■ SEÇÃO DE TEXTO ■
════

56. Há um tipo de orgulho que é ainda mais abominável aos olhos de Deus do que qualquer outro, e é aquele - como diz a Sagrada Escritura - que pertence mais especialmente aos pobres. 'O pobre que se ensoberbece, minha alma odeia' [Eclo 25,4]. Se o orgulho de quem é rico em méritos, talentos e virtudes - tesouros mais preciosos para a alma - é desagradável a Deus, mais desagradável ainda será para Ele em quem não tem esses mesmos motivos de orgulho, mas que, pelo contrário, teria todas as razões para ser humilde. E este, receio, é o orgulho de que sou culpado.
Sou pobre de alma, sem virtude nem mérito, cheio de iniquidade e malícia, e, no entanto, me estimo e amo tanto a minha própria estima que fico perturbado se os outros não me estimam também. Sou verdadeiramente uma criatura pobre, orgulhosa e miserável; e quanto maior é a minha pobreza, mais o meu orgulho é detestável aos olhos de Deus. Tudo isto resulta de não conhecer a mim próprio. Concedei, ó meu Deus, que eu possa dizer como o profeta: 'Eu sou o homem que vê a minha pobreza' [Lm 3,1]. Fazei-me conhecer, Senhor, a minha própria miséria, que de mim mesmo nada sou, nada sei, nada possuo senão os meus pecados, e nada mereço senão o inferno. Recebi de Vós muitas graças, luzes e inspirações, e muita ajuda, e no entanto com que ingratidão respondi à vossa infinita bondade! Quem mais pecador, quem mais ingrato e quem mais perverso do que eu? Quanto mais fizestes por mim, tanto mais humilde devo ser, pois terei de te prestar contas rigorosas de todos os vossos benefícios: 'E a quem muito for dado, muito será pedido' [Lc 12,48]. E, no entanto, quanto maior é a vossa bondade, maior tem sido o meu orgulho. Coro de vergonha, e é o conhecimento do meu orgulho que me obriga agora a ser humilde.

════

■ DADOS FORNECIDOS ■

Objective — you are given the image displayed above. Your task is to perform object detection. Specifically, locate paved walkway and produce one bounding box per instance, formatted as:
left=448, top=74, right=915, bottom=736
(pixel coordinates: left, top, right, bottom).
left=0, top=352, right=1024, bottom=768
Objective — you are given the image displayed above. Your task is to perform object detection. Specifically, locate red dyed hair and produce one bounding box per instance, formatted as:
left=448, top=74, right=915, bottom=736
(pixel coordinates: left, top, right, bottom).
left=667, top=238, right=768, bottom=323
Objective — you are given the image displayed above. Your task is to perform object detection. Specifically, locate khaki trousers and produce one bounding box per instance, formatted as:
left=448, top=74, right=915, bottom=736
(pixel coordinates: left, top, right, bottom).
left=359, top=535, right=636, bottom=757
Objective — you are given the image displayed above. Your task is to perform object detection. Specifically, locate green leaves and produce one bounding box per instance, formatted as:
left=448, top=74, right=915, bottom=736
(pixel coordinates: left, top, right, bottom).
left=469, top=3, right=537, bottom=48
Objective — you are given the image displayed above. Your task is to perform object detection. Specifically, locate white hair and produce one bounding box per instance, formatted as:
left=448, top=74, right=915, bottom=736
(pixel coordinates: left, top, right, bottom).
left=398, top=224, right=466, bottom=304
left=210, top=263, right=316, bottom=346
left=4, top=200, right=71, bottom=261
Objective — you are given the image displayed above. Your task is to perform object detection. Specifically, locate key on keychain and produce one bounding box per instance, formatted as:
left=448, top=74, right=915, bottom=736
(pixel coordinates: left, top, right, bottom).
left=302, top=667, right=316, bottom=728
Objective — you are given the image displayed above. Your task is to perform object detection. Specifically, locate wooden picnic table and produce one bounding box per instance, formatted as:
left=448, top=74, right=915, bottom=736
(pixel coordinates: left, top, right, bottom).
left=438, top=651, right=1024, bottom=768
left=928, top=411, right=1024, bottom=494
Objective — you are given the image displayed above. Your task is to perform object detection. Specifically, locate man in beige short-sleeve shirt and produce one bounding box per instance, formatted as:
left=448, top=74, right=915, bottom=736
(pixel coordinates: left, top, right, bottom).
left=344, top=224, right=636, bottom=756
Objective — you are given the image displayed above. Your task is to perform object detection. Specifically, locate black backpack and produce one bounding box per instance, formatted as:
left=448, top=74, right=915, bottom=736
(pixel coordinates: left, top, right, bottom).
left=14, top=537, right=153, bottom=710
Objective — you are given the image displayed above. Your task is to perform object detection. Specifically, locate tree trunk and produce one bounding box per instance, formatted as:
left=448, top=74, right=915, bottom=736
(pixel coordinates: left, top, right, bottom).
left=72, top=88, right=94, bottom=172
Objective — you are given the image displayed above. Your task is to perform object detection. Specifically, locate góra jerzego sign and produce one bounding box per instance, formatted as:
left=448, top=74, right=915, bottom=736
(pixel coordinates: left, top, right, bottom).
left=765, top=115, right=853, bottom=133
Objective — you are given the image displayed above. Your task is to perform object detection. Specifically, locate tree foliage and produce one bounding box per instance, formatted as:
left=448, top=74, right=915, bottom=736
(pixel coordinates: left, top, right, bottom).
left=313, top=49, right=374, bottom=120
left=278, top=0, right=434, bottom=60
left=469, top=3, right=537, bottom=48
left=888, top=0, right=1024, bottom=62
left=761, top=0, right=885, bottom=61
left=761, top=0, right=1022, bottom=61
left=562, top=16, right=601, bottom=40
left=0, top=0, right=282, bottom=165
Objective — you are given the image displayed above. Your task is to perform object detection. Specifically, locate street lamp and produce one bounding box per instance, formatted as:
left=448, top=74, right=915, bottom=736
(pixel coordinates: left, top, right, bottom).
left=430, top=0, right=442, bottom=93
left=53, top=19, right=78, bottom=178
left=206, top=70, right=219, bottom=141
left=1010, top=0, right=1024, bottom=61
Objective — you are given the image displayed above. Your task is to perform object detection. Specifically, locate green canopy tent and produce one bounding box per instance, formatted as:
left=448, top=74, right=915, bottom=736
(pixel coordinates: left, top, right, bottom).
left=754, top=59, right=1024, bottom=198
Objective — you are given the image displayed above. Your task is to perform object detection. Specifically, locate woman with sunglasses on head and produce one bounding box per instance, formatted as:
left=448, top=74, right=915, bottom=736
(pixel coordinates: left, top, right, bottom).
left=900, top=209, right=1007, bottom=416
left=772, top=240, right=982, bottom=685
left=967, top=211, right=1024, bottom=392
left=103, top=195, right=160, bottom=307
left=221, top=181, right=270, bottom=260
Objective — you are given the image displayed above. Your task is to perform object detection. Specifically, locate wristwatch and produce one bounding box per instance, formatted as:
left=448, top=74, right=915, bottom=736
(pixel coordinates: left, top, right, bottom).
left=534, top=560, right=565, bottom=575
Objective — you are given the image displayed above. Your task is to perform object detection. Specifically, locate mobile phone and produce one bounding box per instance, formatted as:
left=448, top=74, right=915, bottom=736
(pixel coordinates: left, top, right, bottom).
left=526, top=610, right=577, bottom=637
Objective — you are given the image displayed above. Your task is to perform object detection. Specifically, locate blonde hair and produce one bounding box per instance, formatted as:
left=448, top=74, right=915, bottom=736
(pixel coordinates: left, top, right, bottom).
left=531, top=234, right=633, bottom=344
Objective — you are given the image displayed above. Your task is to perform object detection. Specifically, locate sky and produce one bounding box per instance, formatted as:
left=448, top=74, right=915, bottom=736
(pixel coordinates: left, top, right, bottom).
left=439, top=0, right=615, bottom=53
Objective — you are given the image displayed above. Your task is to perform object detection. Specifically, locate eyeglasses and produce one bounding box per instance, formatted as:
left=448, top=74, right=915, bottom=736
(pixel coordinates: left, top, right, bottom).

════

■ CONJUNTO DE TAREFAS ■
**1.** Copie integralmente o texto sobre o orgulho, sem mudar nada.
**2.** Repita sem nenhuma alteração as linhas dos dados fornecidos, começando na linha que contém "Specifically, locate blonde" e terminando na última linha desses dados, com as duas pontas incluídas.

■ RESULTADOS POR TAREFA ■
**1.**
56. Há um tipo de orgulho que é ainda mais abominável aos olhos de Deus do que qualquer outro, e é aquele - como diz a Sagrada Escritura - que pertence mais especialmente aos pobres. 'O pobre que se ensoberbece, minha alma odeia' [Eclo 25,4]. Se o orgulho de quem é rico em méritos, talentos e virtudes - tesouros mais preciosos para a alma - é desagradável a Deus, mais desagradável ainda será para Ele em quem não tem esses mesmos motivos de orgulho, mas que, pelo contrário, teria todas as razões para ser humilde. E este, receio, é o orgulho de que sou culpado.
Sou pobre de alma, sem virtude nem mérito, cheio de iniquidade e malícia, e, no entanto, me estimo e amo tanto a minha própria estima que fico perturbado se os outros não me estimam também. Sou verdadeiramente uma criatura pobre, orgulhosa e miserável; e quanto maior é a minha pobreza, mais o meu orgulho é detestável aos olhos de Deus. Tudo isto resulta de não conhecer a mim próprio. Concedei, ó meu Deus, que eu possa dizer como o profeta: 'Eu sou o homem que vê a minha pobreza' [Lm 3,1]. Fazei-me conhecer, Senhor, a minha própria miséria, que de mim mesmo nada sou, nada sei, nada possuo senão os meus pecados, e nada mereço senão o inferno. Recebi de Vós muitas graças, luzes e inspirações, e muita ajuda, e no entanto com que ingratidão respondi à vossa infinita bondade! Quem mais pecador, quem mais ingrato e quem mais perverso do que eu? Quanto mais fizestes por mim, tanto mais humilde devo ser, pois terei de te prestar contas rigorosas de todos os vossos benefícios: 'E a quem muito for dado, muito será pedido' [Lc 12,48]. E, no entanto, quanto maior é a vossa bondade, maior tem sido o meu orgulho. Coro de vergonha, e é o conhecimento do meu orgulho que me obriga agora a ser humilde.

**2.**
Objective — you are given the image displayed above. Your task is to perform object detection. Specifically, locate blonde hair and produce one bounding box per instance, formatted as:
left=448, top=74, right=915, bottom=736
(pixel coordinates: left, top, right, bottom).
left=531, top=234, right=633, bottom=344
Objective — you are given the image displayed above. Your task is to perform object detection. Specifically, locate sky and produce one bounding box per instance, formatted as:
left=448, top=74, right=915, bottom=736
(pixel coordinates: left, top, right, bottom).
left=439, top=0, right=615, bottom=53
Objective — you are given the image displayed above. Your task is to perform object detection. Specifically, locate eyeglasses and produce one bounding box per instance, formatted as:
left=448, top=74, right=915, bottom=736
(pixel coordinates: left, top, right, bottom).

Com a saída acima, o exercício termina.